◆ Stored records ◆

================

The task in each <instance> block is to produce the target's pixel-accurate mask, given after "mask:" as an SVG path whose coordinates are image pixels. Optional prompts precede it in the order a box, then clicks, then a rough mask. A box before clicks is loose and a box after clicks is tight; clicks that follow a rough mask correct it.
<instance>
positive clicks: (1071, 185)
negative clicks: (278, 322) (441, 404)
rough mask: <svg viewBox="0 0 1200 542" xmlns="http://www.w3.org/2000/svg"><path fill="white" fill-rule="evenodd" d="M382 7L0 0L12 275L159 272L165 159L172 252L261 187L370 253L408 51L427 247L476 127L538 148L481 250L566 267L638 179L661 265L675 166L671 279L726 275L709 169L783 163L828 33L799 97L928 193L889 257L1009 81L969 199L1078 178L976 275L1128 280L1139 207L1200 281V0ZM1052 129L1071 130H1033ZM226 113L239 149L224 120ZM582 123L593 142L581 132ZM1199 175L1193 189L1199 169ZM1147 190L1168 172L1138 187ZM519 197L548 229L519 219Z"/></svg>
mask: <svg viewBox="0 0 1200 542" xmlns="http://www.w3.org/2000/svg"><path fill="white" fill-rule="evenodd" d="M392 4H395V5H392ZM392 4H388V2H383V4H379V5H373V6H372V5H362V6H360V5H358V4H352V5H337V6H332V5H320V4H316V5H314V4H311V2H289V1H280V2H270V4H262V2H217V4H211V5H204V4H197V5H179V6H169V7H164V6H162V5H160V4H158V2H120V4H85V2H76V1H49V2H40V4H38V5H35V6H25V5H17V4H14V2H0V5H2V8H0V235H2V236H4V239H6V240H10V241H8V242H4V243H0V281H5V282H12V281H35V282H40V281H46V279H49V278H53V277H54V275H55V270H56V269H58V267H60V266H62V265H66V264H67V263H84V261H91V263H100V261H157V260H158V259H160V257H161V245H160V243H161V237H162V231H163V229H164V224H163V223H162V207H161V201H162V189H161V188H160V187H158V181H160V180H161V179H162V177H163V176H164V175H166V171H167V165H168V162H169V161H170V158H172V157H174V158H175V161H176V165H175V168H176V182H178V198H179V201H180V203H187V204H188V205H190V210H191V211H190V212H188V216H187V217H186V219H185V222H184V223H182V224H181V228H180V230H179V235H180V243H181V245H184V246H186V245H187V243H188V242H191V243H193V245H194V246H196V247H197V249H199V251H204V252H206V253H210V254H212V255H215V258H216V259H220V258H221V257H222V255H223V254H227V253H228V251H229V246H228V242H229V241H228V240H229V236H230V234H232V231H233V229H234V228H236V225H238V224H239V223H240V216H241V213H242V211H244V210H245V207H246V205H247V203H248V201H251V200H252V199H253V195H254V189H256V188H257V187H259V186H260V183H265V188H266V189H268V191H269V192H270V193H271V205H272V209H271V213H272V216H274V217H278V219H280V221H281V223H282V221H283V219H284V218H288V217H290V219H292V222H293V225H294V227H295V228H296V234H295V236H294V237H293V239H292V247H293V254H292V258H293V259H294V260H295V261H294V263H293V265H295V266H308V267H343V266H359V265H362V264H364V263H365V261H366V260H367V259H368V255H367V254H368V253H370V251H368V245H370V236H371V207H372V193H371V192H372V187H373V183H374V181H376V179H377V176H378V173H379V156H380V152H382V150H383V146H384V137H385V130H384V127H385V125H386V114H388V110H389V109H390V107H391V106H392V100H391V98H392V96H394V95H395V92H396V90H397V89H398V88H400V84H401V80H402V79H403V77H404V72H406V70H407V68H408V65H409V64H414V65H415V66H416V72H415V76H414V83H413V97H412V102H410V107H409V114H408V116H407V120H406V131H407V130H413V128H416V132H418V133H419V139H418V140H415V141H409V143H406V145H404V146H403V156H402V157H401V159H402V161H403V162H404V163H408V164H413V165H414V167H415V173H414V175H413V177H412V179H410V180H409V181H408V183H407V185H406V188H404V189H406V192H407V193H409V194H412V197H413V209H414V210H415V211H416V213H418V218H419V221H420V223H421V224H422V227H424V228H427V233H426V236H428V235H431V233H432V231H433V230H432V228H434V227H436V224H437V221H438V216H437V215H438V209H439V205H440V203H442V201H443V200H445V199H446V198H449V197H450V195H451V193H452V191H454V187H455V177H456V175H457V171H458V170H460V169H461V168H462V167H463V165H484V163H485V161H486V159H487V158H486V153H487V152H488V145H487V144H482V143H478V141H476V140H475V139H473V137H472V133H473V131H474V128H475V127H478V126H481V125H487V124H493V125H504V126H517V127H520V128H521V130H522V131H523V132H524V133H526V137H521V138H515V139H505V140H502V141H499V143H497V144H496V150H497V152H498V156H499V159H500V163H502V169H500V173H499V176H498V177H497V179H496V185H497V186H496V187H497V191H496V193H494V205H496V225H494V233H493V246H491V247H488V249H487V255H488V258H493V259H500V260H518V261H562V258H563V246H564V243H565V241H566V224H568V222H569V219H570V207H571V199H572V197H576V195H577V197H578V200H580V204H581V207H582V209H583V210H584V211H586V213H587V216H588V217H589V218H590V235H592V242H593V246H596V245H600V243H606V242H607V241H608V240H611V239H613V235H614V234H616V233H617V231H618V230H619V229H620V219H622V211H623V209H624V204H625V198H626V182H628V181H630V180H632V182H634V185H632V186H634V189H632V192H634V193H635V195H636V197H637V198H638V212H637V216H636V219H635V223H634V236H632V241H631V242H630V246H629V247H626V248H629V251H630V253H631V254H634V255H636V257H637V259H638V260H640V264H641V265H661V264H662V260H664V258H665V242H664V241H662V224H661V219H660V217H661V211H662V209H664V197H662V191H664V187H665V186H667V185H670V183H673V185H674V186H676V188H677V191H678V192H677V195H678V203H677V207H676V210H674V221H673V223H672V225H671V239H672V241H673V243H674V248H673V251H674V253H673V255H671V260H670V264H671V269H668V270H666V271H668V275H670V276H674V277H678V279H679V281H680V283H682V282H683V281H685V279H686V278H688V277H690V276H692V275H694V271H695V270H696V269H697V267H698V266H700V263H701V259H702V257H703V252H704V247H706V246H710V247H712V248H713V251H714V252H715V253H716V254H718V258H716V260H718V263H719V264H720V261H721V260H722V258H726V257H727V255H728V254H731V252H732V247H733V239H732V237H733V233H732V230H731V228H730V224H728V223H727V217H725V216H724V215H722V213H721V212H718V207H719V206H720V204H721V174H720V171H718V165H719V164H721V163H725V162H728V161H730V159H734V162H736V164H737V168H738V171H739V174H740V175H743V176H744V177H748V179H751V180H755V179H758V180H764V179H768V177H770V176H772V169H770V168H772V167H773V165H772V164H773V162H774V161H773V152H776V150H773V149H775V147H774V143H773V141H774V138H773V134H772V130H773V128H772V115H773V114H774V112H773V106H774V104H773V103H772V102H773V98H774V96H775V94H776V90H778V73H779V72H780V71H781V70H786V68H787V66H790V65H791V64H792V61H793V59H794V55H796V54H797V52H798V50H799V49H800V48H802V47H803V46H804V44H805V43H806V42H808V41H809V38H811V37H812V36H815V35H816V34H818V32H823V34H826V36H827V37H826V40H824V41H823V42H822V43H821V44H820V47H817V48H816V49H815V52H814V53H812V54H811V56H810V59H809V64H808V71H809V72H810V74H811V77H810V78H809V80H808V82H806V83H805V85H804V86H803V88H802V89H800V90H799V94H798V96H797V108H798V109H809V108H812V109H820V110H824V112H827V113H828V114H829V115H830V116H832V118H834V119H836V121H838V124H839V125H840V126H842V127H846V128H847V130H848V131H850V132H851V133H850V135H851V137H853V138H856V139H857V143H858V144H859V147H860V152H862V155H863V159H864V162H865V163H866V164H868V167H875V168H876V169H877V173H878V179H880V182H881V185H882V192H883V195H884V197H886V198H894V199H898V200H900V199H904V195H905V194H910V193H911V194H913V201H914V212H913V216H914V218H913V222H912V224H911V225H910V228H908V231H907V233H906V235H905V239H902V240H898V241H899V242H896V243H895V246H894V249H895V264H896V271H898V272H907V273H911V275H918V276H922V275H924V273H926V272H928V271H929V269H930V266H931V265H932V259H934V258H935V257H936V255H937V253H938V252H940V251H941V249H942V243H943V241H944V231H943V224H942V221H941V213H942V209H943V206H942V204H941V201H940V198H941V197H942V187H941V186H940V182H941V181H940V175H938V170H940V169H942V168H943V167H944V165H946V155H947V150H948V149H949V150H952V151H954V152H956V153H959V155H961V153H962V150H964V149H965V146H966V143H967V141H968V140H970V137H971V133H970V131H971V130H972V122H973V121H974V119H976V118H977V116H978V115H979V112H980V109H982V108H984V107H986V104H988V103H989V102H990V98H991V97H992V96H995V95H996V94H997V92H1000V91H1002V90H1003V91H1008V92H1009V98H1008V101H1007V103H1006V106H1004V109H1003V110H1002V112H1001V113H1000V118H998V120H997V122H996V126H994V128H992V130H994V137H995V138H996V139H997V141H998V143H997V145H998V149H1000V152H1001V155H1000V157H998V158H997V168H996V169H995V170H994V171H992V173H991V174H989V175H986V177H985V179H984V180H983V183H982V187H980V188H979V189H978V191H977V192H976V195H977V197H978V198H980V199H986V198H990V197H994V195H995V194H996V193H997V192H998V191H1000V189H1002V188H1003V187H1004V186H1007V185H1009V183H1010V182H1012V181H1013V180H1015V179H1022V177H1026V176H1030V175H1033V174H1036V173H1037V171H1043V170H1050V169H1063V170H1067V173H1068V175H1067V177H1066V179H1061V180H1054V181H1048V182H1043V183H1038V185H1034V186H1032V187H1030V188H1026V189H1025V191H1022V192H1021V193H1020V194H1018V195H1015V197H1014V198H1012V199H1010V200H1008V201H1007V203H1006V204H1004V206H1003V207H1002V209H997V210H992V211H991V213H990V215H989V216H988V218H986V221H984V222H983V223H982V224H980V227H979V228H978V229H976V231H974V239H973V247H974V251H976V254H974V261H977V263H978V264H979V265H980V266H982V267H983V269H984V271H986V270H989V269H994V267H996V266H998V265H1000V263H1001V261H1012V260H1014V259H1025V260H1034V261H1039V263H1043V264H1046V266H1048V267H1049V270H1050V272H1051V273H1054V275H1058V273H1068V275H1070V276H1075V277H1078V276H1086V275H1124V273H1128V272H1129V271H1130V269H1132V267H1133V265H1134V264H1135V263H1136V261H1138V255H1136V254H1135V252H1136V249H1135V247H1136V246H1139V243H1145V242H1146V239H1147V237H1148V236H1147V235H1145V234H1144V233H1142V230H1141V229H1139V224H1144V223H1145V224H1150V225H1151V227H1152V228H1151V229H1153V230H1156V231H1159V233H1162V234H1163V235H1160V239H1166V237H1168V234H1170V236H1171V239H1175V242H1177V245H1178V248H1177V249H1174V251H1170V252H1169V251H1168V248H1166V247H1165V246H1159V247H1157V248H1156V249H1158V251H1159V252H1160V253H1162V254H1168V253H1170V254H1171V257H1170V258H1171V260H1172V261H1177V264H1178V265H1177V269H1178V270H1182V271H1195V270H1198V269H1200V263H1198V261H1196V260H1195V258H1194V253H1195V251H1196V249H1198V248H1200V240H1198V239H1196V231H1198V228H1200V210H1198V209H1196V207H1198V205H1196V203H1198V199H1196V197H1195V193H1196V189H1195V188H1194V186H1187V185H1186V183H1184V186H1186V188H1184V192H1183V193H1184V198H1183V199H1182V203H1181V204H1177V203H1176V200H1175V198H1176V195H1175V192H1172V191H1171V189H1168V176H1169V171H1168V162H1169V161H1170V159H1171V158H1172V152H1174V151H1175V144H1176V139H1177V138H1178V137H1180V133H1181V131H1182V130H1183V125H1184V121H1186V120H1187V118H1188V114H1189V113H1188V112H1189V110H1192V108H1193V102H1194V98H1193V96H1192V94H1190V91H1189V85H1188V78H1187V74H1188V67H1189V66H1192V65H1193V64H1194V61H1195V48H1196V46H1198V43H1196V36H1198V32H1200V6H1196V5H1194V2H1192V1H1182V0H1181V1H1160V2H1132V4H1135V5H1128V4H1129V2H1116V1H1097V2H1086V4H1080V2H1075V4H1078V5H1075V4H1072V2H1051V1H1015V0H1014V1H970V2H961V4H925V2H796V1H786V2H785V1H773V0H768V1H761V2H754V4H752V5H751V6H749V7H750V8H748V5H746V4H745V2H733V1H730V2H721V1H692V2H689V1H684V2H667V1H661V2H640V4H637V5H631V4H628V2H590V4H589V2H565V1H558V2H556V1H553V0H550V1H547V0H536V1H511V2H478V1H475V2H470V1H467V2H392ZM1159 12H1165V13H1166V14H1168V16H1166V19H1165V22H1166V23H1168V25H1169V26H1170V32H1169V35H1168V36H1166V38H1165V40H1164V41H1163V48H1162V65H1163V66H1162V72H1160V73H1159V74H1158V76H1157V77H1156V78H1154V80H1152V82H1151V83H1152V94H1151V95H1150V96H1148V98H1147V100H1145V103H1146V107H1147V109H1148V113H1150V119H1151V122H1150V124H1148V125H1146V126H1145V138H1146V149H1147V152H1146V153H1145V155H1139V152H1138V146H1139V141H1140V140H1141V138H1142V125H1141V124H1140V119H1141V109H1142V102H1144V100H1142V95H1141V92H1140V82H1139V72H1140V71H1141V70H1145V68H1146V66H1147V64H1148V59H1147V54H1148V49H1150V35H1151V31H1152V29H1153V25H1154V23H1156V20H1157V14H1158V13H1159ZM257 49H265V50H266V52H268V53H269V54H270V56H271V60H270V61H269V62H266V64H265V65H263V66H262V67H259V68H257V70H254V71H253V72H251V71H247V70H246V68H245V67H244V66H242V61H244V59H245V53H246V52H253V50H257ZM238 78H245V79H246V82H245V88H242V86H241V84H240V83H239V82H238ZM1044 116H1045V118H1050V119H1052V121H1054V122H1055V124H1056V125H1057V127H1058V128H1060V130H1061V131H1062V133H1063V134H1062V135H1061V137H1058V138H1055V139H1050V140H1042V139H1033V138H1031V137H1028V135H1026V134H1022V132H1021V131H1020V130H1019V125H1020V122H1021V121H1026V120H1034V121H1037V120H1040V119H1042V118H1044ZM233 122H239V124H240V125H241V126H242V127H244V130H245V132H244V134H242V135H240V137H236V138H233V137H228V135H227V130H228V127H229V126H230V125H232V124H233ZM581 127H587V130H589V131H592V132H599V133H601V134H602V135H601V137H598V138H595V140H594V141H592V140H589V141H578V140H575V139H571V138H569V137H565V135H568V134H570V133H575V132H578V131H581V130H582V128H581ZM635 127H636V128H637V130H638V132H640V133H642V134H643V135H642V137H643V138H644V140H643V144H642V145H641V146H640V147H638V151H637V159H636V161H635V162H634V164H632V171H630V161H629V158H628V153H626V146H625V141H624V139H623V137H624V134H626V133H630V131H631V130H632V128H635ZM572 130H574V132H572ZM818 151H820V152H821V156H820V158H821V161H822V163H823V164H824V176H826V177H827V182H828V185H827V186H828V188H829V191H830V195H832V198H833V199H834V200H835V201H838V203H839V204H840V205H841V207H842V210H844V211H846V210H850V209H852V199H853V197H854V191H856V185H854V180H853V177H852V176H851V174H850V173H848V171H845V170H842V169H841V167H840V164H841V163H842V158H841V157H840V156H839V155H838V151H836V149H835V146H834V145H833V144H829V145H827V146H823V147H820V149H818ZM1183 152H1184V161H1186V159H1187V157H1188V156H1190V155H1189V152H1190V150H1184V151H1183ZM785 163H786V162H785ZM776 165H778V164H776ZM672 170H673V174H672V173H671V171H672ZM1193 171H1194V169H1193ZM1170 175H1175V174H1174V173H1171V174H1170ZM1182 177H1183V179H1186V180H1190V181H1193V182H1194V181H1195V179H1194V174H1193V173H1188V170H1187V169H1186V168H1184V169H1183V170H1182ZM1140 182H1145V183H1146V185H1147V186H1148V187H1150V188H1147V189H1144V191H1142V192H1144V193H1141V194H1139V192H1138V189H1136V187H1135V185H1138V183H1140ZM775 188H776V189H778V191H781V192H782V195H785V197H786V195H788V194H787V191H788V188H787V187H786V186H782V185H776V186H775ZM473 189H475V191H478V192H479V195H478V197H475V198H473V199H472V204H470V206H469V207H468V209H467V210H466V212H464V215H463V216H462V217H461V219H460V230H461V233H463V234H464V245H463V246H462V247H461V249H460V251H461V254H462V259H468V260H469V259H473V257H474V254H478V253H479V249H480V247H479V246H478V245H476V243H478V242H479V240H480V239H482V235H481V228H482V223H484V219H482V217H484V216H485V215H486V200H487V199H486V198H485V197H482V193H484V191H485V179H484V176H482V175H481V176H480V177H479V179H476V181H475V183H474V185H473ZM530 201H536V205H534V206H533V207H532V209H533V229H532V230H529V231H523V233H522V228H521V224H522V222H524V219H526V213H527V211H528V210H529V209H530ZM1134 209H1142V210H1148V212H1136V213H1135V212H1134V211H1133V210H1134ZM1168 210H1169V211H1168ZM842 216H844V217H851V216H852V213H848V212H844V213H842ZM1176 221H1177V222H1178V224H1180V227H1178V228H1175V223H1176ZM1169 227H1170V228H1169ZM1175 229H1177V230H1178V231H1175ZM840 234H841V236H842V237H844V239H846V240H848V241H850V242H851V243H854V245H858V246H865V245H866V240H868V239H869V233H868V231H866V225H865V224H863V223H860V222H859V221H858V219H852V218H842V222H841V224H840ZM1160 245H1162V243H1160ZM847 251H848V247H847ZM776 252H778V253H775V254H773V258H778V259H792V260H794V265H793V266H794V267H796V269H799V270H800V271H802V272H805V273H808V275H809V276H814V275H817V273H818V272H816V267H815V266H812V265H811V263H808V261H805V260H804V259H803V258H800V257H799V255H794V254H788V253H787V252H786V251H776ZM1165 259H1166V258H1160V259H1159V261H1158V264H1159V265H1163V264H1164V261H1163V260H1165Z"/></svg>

================

◆ WHAT YOU NEED TO DO ◆
Copy all the lines from the data above that hold the word "rough".

◆ SOLVED EXERCISE ◆
The task in each <instance> block is to produce the target's pixel-accurate mask, given after "mask:" as an SVG path whose coordinates are image pixels. Optional prompts precede it in the order a box, then clicks, then a rough mask. A box before clicks is loose and a box after clicks is tight; clicks that follow a rough mask correct it.
rough mask: <svg viewBox="0 0 1200 542" xmlns="http://www.w3.org/2000/svg"><path fill="white" fill-rule="evenodd" d="M382 7L0 0L12 275L159 272L165 159L172 252L261 187L370 253L408 51L427 247L476 127L538 148L481 250L566 267L638 179L661 265L675 166L671 279L726 275L709 169L783 163L828 33L799 97L928 193L889 257L1009 81L969 199L1078 178L976 275L1128 280L1139 207L1200 281V0ZM1052 129L1071 130H1033ZM226 113L239 149L224 120ZM582 123L593 142L581 132ZM1199 175L1193 189L1199 169ZM1147 190L1168 172L1138 187ZM519 197L548 229L519 219Z"/></svg>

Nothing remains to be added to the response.